# EXCERPT TO READ
•••

Software Developers Value Proposition

Multicore and Intel HT Technology afford software developers the ability to write software applications that take advantage of these technologies, and competitively positions the applications to the end user by providing an outstanding user experience. Besides that, software developers through their applications can now:

  • Run demanding applications simultaneously while maintaining system responsiveness.
  • Keep systems protected, efficient, and manageable while minimizing impact on productivity.
  • Provide headroom for future business growth and new solution capabilities.
  • Reduce application energy consumption, since multiple cores run on a lower frequency than a single core, which significantly reduces heat dissipation.
  • Increase the number of transactions that can be processed simultaneously.
  • Utilize existing 32-bit application technologies while maintaining 64-bit future readiness.
  • Multimedia applications can create, render, edit, and encode graphically intensive files while running background functions, without compromising overall performance of the application.

•••

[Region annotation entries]

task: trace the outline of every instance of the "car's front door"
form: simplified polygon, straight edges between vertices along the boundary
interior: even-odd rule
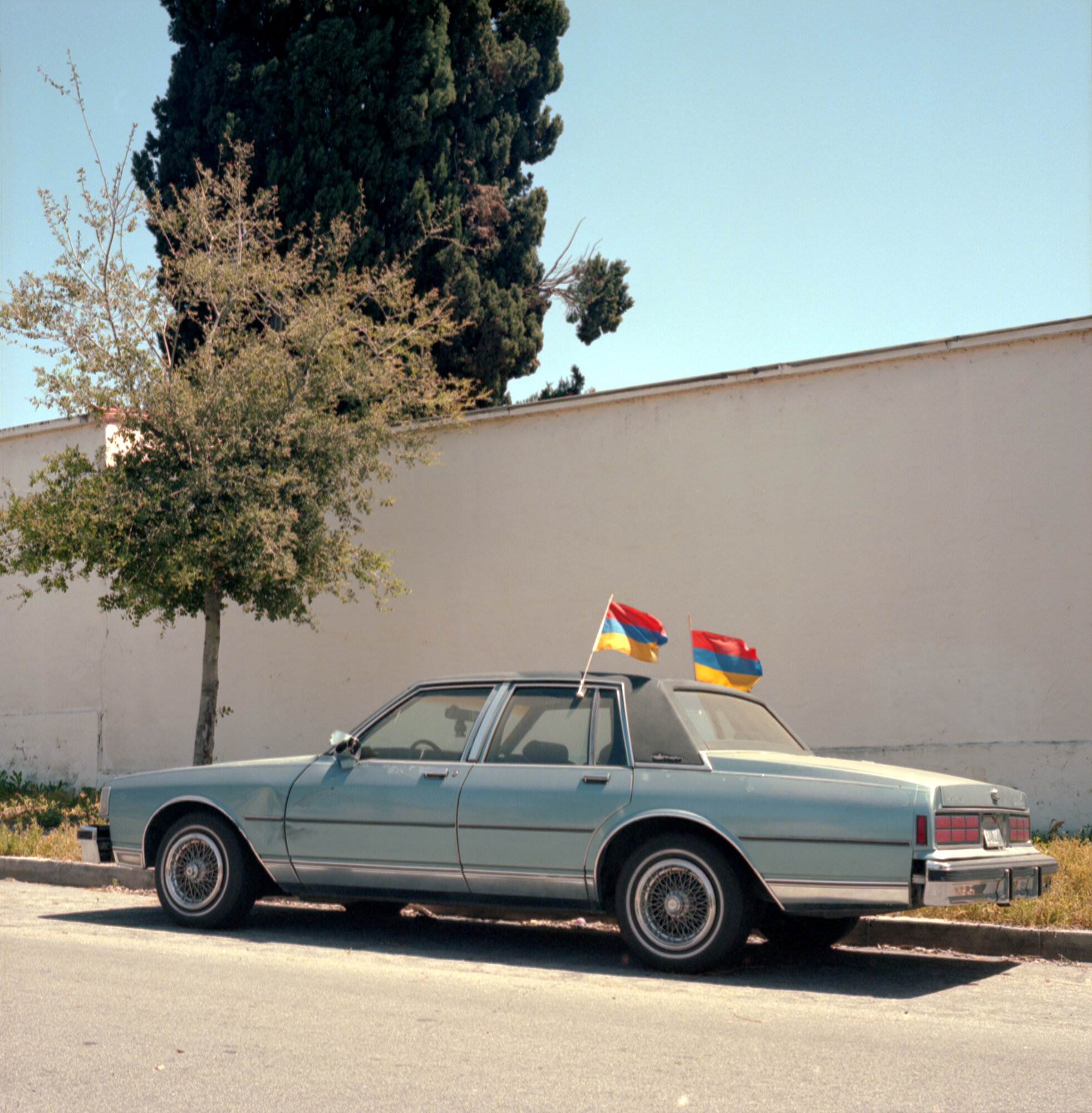
[[[326,892],[466,893],[455,811],[463,754],[489,686],[414,692],[361,735],[348,769],[319,758],[293,785],[285,816],[292,864]]]
[[[587,900],[588,844],[631,791],[616,689],[518,684],[459,798],[471,893]]]

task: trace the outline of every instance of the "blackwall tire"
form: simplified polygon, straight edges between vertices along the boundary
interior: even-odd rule
[[[856,926],[859,916],[786,916],[779,908],[769,908],[758,922],[758,930],[778,951],[786,954],[815,954],[827,951],[844,939]]]
[[[184,927],[234,927],[254,906],[248,867],[230,824],[208,812],[190,812],[173,824],[159,844],[159,903]]]
[[[738,959],[755,902],[717,847],[692,836],[665,835],[627,859],[614,910],[626,945],[642,963],[695,974]]]

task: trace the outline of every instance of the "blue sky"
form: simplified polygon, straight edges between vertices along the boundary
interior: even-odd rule
[[[636,305],[590,347],[551,309],[514,398],[573,363],[607,390],[1092,313],[1085,0],[569,7],[541,254],[582,219],[574,246],[627,259]],[[171,48],[154,0],[0,0],[4,286],[56,255],[38,187],[91,161],[38,67],[71,50],[112,164]],[[51,416],[31,367],[0,351],[0,426]]]

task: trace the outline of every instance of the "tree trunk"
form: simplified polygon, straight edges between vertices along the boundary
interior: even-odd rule
[[[201,658],[201,702],[197,711],[194,765],[213,764],[216,741],[216,697],[220,690],[220,608],[224,595],[209,588],[205,592],[205,653]]]

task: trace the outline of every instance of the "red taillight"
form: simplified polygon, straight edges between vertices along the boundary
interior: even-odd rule
[[[977,816],[937,816],[936,841],[941,843],[977,843]]]

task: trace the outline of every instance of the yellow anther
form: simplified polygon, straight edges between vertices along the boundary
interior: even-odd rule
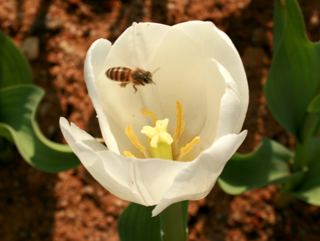
[[[196,144],[200,142],[200,137],[196,136],[193,140],[189,142],[184,147],[181,148],[180,149],[180,154],[182,156],[185,156],[189,153],[191,149],[193,148],[193,146]]]
[[[156,115],[151,110],[149,110],[147,109],[145,109],[144,108],[140,108],[140,112],[141,112],[141,114],[142,115],[144,116],[147,116],[148,117],[150,117],[150,118],[153,119],[153,126],[156,126],[156,123],[157,122],[157,117],[156,116]]]
[[[177,115],[176,125],[176,129],[174,130],[174,142],[177,142],[179,141],[181,134],[184,130],[184,118],[183,117],[183,108],[182,104],[179,100],[177,101],[176,110]]]
[[[140,151],[143,152],[146,150],[146,149],[139,142],[137,137],[134,135],[134,134],[133,133],[133,130],[131,125],[129,125],[127,126],[127,127],[124,130],[124,133],[131,140],[132,144],[135,146],[136,147],[139,149]]]
[[[123,154],[126,157],[133,157],[135,159],[137,159],[137,157],[132,155],[132,153],[128,151],[124,151],[123,152]]]

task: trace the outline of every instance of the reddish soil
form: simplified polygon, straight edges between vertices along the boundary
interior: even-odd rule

•••

# AIM
Could you carry on the passage about what multicore and Intel HT Technology offer software developers, picking up right after its final bullet point?

# EXERCISE ANSWER
Krita* Case Study

Methodology

Krita gathered application usage complaints and issues using Bugzilla on https://bugs.kde.org/. On this online forum, artists and other users report their challenges and pain points from their real-world experiences of using Krita application as far as user experience is concerned. Among the issues raised, slow brush speeds featured prominently and Krita asked issue authors additional questions i.e. system settings to enable them define and de-limit the issue more concretely. From multiple issues raised, two use cases were prioritized: Brushes and Animation rendering.

Using the VTune Amplifier, Concurrency and Hotspot Analysis on affected use cases were done for establishing an in-depth view of performance issues. These issues were resolved through rewriting code, changing libraries, incorporating Intel® Advanced Vector Extensions (Intel® AVX) for Fused Multiply Add instructions, and multithreading the use cases as much as possible. This resulted in development of Krita version 4.0.0, which takes advantage of multicore and Intel HT Technology to improve application performance.

Krita Situation

The VTune Amplifier was used to profile Krita application performance. In-depth Concurrency and Basic Hotspot Analysis were reviewed to establish performance issues in the two use cases of importance (brush painting and animation rendering). The following issues were established.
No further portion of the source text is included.